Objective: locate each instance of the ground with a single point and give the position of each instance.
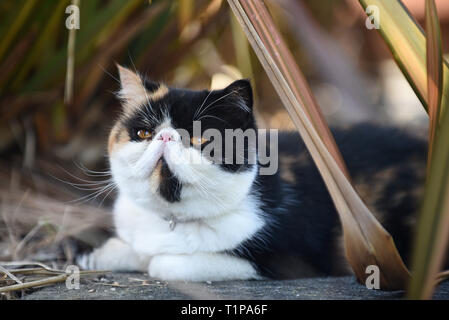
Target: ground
(139, 286)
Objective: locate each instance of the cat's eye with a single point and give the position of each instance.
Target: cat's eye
(197, 141)
(143, 134)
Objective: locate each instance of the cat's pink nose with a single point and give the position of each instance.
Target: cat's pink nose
(166, 137)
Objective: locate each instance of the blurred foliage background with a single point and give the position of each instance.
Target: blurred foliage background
(185, 43)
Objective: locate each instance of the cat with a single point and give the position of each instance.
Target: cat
(179, 215)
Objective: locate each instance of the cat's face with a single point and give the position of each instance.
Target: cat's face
(161, 160)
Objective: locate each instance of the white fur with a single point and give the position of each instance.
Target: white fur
(215, 213)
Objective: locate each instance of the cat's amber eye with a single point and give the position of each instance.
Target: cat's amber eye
(144, 134)
(197, 141)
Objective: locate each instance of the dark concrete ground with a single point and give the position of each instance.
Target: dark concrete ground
(139, 286)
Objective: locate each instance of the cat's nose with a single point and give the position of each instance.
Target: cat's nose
(166, 136)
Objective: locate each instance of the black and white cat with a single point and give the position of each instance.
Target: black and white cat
(181, 216)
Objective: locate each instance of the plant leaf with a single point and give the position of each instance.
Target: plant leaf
(434, 57)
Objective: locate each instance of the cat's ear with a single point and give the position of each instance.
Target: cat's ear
(243, 89)
(132, 90)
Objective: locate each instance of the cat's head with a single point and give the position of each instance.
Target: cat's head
(161, 159)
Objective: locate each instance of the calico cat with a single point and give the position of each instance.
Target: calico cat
(180, 215)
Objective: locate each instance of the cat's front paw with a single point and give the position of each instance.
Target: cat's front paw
(86, 261)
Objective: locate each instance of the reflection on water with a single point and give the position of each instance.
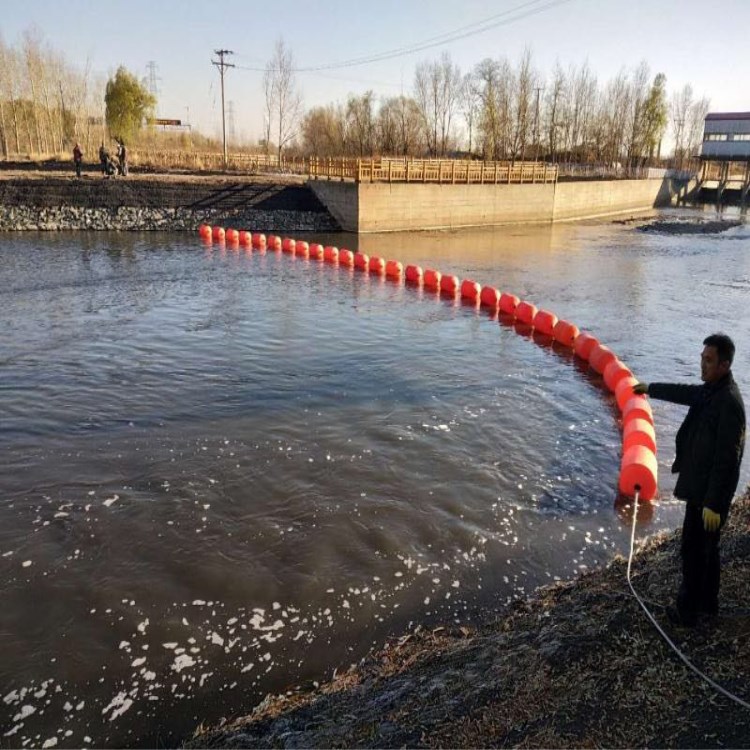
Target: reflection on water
(228, 472)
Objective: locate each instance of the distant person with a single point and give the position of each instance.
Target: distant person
(710, 444)
(122, 158)
(77, 159)
(103, 158)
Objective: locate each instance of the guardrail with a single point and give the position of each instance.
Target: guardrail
(440, 171)
(377, 169)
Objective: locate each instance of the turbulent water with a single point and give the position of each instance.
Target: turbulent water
(228, 473)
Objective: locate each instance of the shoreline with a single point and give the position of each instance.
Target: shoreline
(576, 664)
(148, 202)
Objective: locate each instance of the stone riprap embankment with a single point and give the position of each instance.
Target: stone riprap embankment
(150, 202)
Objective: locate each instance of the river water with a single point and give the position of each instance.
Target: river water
(228, 473)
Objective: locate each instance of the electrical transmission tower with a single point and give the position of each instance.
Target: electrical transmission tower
(222, 66)
(230, 118)
(152, 85)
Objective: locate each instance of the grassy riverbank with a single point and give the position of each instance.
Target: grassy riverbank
(577, 665)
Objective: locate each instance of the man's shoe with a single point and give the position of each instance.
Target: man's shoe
(712, 610)
(680, 619)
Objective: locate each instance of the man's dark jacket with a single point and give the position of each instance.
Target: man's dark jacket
(710, 442)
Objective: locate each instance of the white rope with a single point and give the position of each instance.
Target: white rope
(679, 653)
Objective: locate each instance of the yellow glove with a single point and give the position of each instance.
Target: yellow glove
(711, 520)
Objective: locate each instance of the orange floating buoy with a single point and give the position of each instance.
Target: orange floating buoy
(346, 257)
(330, 254)
(509, 303)
(614, 372)
(600, 357)
(432, 279)
(489, 297)
(624, 391)
(584, 345)
(526, 312)
(637, 407)
(565, 333)
(639, 432)
(394, 269)
(470, 290)
(449, 284)
(545, 322)
(639, 470)
(414, 274)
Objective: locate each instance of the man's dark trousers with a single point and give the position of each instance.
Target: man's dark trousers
(701, 567)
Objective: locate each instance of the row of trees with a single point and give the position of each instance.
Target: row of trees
(496, 111)
(46, 104)
(499, 111)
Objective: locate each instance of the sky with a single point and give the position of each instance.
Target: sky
(690, 41)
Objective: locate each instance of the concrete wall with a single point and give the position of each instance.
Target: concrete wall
(384, 207)
(401, 206)
(342, 201)
(588, 200)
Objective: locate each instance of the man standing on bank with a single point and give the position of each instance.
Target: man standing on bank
(710, 444)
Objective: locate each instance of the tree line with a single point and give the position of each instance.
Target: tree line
(503, 111)
(499, 110)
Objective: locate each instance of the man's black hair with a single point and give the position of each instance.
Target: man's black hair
(724, 346)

--------------------------------------------------

Copy all the entries word for word. Omit any pictures.

Exercise output:
Objective: locate each instance of the ground with a single point and give the position of each instance.
Target: ground
(139, 286)
Objective: locate each instance of the cat's eye with a single point and give the position of each instance.
Target: cat's eye
(197, 141)
(143, 134)
Objective: locate each instance of the cat's pink nose with a single point and give the position of each instance.
Target: cat's pink nose
(166, 137)
Objective: locate each instance of the blurred foliage background with a single point and give the position of each instance.
Target: blurred foliage background
(185, 43)
Objective: locate each instance of the cat with a single point and give the position of each instance.
Target: cat
(179, 215)
Objective: locate each instance of the cat's face with a single point and give the position of each instance.
Target: cat's face
(161, 160)
Objective: locate each instance of the white fur with a single point and give the position of each instance.
Target: white fur
(215, 213)
Objective: locate each instance of the cat's amber eye with a single point and give the position of each instance.
Target: cat's amber eye
(144, 134)
(197, 141)
Objective: locate each instance of the dark concrete ground with a single point and give the position of each instance.
Target: dark concrete ground
(139, 286)
Objective: locate each instance of the cat's nose with a single point and give the position of each instance.
Target: cat's nose
(166, 136)
Objective: locate each instance of the black and white cat with a single point and give the position of each instance.
Target: black and white cat
(181, 216)
Objective: locate each instance of the plant leaf with a single point and give the position of each instance.
Target: plant leaf
(434, 57)
Objective: locate each instance of the cat's ear with a single point and give the position of each instance.
Target: cat's ear
(243, 89)
(132, 90)
Objective: locate each instance of the cat's head with a single point and give the position of each instance.
Target: cat's head
(161, 159)
Objective: locate each instance of the calico cat with a single point and give the position of each instance.
Target: calico cat
(180, 215)
Objective: locate each instance of the cat's front paw with a single point and give the position of each instance.
Target: cat's front paw
(86, 261)
Objective: locate each instance of the reflection on water with a single point and give the position of each instance.
Target: reflection on water
(228, 472)
Objective: locate each instance of the distant person with a single point and give the position of each instance.
Target: distant person
(710, 444)
(122, 158)
(77, 159)
(103, 158)
Objective: locate each instance of the guardrail with a single point and give the position of each instance.
Target: guardrail
(440, 171)
(377, 169)
Objective: locate each instance of the turbulent water with a single point and give the position of each instance.
Target: turbulent water
(228, 473)
Objective: locate each instance of the shoreline with a single point and give the position of each instance.
Target: shoreline
(576, 664)
(148, 202)
Objective: locate each instance of the stone riprap embankment with a single point and give the position of each instance.
Target: stone riprap embankment
(150, 202)
Objective: locate each instance of the river water with a single point and give the position of each instance.
Target: river water
(228, 473)
Objective: locate each instance of the electrical transmission tower with a single point and give the position of each instance.
Target: electrical transmission tower
(222, 66)
(230, 118)
(152, 85)
Objective: locate each instance of the grassy riverbank with a single point and give the position of each instance.
Target: grassy riverbank
(577, 665)
Objective: locate each instance of the man's shoe with a single point and give the position of each instance.
Target: man's shoe
(712, 610)
(680, 619)
Objective: locate each instance of the man's dark jacket with a single point and give the position of each instance.
Target: man's dark jacket
(710, 442)
Objective: locate each instance of the white rope with a single point and give the position of each instance.
Target: white rope
(679, 653)
Objective: locate each instance of the yellow glove with a single point and give the position of each instance.
Target: yellow glove
(711, 520)
Objective: locate each instance of the orange floating buoy with a single point and give the position of each instance.
Target: orange floating buoy
(346, 257)
(330, 254)
(509, 303)
(614, 372)
(600, 357)
(432, 279)
(489, 297)
(624, 391)
(584, 345)
(526, 312)
(637, 407)
(565, 333)
(639, 432)
(394, 269)
(470, 290)
(449, 284)
(545, 322)
(639, 470)
(414, 274)
Objective: locate each instance of the man's dark trousers with a single point and give the position of each instance.
Target: man's dark trousers
(701, 567)
Objective: locate each instance of the row of trees with a single point and give the position of each instance.
Target: row of trees
(496, 111)
(46, 104)
(499, 111)
Objective: locate each instance of the sky with a single point and give the position of each instance.
Target: sky
(690, 41)
Objective: locate each instance of the concrete wall with a single point and give the position of each instance.
Target: concrete wall
(384, 207)
(401, 206)
(342, 201)
(588, 200)
Objective: locate each instance of the man standing on bank with a single point and give the position of each instance.
Target: man standing on bank
(710, 444)
Objective: locate each instance of the tree line with a single point and give the position of each instance.
Target: tree line
(503, 111)
(499, 110)
Objective: locate each instance of the man's black hair with a single point and give the position of each instance.
Target: man's black hair
(724, 346)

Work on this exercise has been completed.